[Excerpts of pointing data]
__________________________________________________

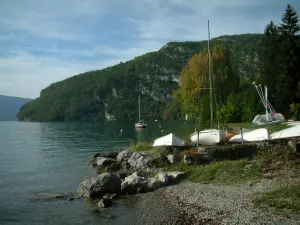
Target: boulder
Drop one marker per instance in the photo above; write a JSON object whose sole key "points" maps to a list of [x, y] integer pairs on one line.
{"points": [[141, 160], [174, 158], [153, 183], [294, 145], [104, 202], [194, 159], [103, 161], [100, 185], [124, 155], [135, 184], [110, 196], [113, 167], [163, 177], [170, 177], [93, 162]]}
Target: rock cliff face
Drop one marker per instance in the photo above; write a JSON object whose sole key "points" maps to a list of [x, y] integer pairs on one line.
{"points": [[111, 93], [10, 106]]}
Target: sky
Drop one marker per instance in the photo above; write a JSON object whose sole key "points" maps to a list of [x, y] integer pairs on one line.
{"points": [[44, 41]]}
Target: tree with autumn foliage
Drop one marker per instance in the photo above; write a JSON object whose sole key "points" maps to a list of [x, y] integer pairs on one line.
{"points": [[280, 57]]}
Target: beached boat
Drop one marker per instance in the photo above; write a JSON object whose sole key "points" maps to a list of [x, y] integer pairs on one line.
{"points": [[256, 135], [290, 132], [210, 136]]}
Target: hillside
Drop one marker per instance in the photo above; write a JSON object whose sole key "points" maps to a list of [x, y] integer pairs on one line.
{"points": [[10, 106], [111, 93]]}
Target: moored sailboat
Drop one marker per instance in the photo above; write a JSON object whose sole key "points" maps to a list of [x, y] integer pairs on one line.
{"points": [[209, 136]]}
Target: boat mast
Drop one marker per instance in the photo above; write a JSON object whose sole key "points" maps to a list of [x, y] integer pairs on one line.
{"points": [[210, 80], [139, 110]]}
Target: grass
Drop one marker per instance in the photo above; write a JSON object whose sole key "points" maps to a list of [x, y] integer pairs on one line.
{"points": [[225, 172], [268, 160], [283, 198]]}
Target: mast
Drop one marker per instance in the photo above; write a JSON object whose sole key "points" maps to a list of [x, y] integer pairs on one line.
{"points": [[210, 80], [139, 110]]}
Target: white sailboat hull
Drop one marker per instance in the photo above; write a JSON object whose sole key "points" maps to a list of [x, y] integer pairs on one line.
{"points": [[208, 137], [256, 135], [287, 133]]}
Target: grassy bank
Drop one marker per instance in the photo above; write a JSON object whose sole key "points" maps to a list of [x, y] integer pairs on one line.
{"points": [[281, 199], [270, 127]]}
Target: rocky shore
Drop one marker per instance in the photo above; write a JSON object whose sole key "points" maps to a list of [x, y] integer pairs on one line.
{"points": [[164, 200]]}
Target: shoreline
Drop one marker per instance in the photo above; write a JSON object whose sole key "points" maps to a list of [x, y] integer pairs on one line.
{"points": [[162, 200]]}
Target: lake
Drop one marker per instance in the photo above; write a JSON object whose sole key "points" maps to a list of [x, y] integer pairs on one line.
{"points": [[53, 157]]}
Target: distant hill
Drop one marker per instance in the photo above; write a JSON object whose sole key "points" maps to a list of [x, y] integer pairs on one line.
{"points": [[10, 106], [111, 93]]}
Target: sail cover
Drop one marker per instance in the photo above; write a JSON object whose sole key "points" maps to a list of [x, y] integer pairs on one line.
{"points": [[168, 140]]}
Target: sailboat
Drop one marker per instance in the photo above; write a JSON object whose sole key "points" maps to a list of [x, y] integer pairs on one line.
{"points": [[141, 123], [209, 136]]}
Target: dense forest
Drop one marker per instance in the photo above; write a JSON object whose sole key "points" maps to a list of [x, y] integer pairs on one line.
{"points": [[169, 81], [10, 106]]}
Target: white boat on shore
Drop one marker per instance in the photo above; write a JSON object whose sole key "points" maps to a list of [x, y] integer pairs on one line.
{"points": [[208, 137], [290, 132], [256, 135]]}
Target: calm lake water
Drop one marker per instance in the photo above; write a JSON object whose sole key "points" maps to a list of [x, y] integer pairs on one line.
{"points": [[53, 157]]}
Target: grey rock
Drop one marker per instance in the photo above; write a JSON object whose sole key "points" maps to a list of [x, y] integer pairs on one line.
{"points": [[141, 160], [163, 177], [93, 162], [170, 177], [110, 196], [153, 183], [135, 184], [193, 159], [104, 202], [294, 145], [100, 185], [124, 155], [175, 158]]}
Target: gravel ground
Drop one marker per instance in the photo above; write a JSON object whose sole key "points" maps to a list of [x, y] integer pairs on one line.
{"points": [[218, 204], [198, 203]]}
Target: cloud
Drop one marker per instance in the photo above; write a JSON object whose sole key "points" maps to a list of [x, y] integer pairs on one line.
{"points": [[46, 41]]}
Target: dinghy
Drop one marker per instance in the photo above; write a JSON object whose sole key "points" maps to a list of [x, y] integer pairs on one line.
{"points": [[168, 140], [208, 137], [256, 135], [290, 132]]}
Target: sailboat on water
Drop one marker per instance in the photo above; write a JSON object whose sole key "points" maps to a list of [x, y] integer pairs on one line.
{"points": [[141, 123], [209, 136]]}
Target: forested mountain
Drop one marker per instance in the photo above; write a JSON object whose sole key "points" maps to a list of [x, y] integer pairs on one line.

__________________________________________________

[Task brief]: Rewrite all of the data above, switching every "marker" to "pin" and changing nothing else. Leave the pictures out.

[Written answer]:
Target: boulder
Drop one pin per instance in the photo above; write a JSON object whose sole key "points" maps to a list of [x, y] integer pairs on one line.
{"points": [[141, 160], [174, 158], [153, 183], [294, 145], [104, 202], [194, 159], [103, 161], [100, 185], [124, 155], [135, 184], [110, 196], [113, 167], [163, 177], [170, 177], [93, 162]]}
Target: rock cliff face
Drop one pin per instance in the photo above; write a JSON object whose sole key "points" maps to a list of [x, y] integer pairs on one line.
{"points": [[111, 93], [10, 106]]}
Target: sky
Drop one pin per instance in the photo above; write a JSON object whose sole key "points" maps to a list of [x, y] integer pairs on one line.
{"points": [[44, 41]]}
Target: tree with autumn foliage
Drop one pin per instance in the photo above; write a JSON object whose sole key "points" maps to a list of [x, y] integer pairs on one line.
{"points": [[280, 57]]}
Target: beached boat
Drop one pin per instance in the photo above; write a JSON object whose sole key "points" maps to a list of [x, y] integer pairs on one line.
{"points": [[256, 135], [290, 132], [210, 136]]}
Target: hillside
Drop one pin per instance in the photo above; write a JSON object whose sole key "points" maps to a list of [x, y] integer pairs on one line.
{"points": [[10, 106], [111, 93]]}
Target: moored sailboat
Drop one pin per instance in the photo above; write a JSON object whose sole key "points" maps to a list of [x, y] integer pairs on one line.
{"points": [[209, 136]]}
Target: boat mast
Drop one pin per instance in the photo above; write a JSON object whose sole key "points" maps to a list of [x, y] integer pairs on one line.
{"points": [[210, 80], [139, 110]]}
Target: grass
Drop one pin per instance in the photo above; write a JSON object whose sole key "points" maps to a list of [x, y] integer pairs on one line.
{"points": [[225, 172], [268, 160], [283, 198]]}
Target: mast
Drop one pin per instance in the photo above; write a JSON object whose sole key "points" maps to a list of [x, y] integer pairs on one line.
{"points": [[210, 80], [139, 110]]}
Target: white sailboat hull
Drop one pin per instance in the photo above; write a JSON object whose sole key "points" maps to a list of [x, y] integer pairs on one line.
{"points": [[208, 137], [256, 135], [287, 133]]}
Target: grassy bank
Drop one pin per instance in the photo above; write a JSON object whose sole key "points" maps to a list of [x, y] integer pairs on one line.
{"points": [[281, 199], [270, 127]]}
Target: rocky shore
Drop one pin per instance in the photo above; write a JSON object whose sole key "points" maps to a list of [x, y] integer pairs on one line.
{"points": [[164, 200]]}
Target: shoreline
Drop one pin per instance in the photo above; write a JSON object whose sole key "points" maps to a list of [x, y] integer pairs on one line.
{"points": [[162, 200]]}
Target: lake
Drop one pin per instance in the photo above; write a JSON object whose sole key "points" maps to a list of [x, y] integer pairs on one line.
{"points": [[53, 157]]}
Target: distant hill
Drop one pin per instance in the photo above; write a JSON object whose sole key "points" maps to a list of [x, y] integer pairs on one line.
{"points": [[10, 106], [111, 93]]}
Target: sail cover
Drop one pin per instance in the photo above; write a JSON object whose sole key "points" maps to a list of [x, y] integer pairs on one line.
{"points": [[168, 140]]}
Target: sailboat
Drop one pin per instance in the photo above; write a JSON object whose sole key "points" maps to a list of [x, y] integer pairs on one line.
{"points": [[141, 123], [209, 136]]}
Target: dense forest
Drop one pin per instance in the photo above; write a JSON object whose sole key "points" maps to a list of [x, y] integer pairs on one line.
{"points": [[169, 81], [10, 106]]}
Target: white boat on shore
Drop one pin per instance in the photo above; write a JSON object whose sole key "points" maps to a list of [x, y] integer pairs on one line.
{"points": [[208, 137], [290, 132], [256, 135]]}
Target: calm lake water
Drop one pin per instance in the photo above; write a JSON object whose sole key "points" maps to a list of [x, y] integer pairs on one line.
{"points": [[53, 157]]}
Target: grey rock
Drop one pin per instance in the photo above; write a JSON object whose sole key "points" maps to a list of [x, y] integer pairs on one line.
{"points": [[141, 160], [163, 177], [93, 162], [170, 177], [110, 196], [153, 183], [135, 184], [193, 159], [104, 202], [294, 145], [100, 185], [124, 155], [175, 158]]}
Target: gravel ground
Drop one pin per instance in the photo above; write a JSON object whose sole key "points" maps to a list of [x, y] integer pairs on one line.
{"points": [[218, 204], [198, 203]]}
Target: cloud
Drop one pin per instance in the photo above; write a JSON object whose sole key "points" maps to a list of [x, y] integer pairs on one line.
{"points": [[46, 41]]}
Target: dinghy
Drop one pin per instance in the photo above; write a JSON object whose sole key "points" maps to a list of [x, y] integer pairs on one line.
{"points": [[168, 140], [208, 137], [256, 135], [290, 132]]}
Target: sailboat on water
Drop one pin per instance in the photo above; write a JSON object whose sole key "points" maps to a list of [x, y] integer pairs on one line.
{"points": [[141, 123], [209, 136]]}
Target: forested mountain
Drop one pin per instance in the photo above; write a JSON object whose sole key "points" maps to a list of [x, y] integer pairs on one line.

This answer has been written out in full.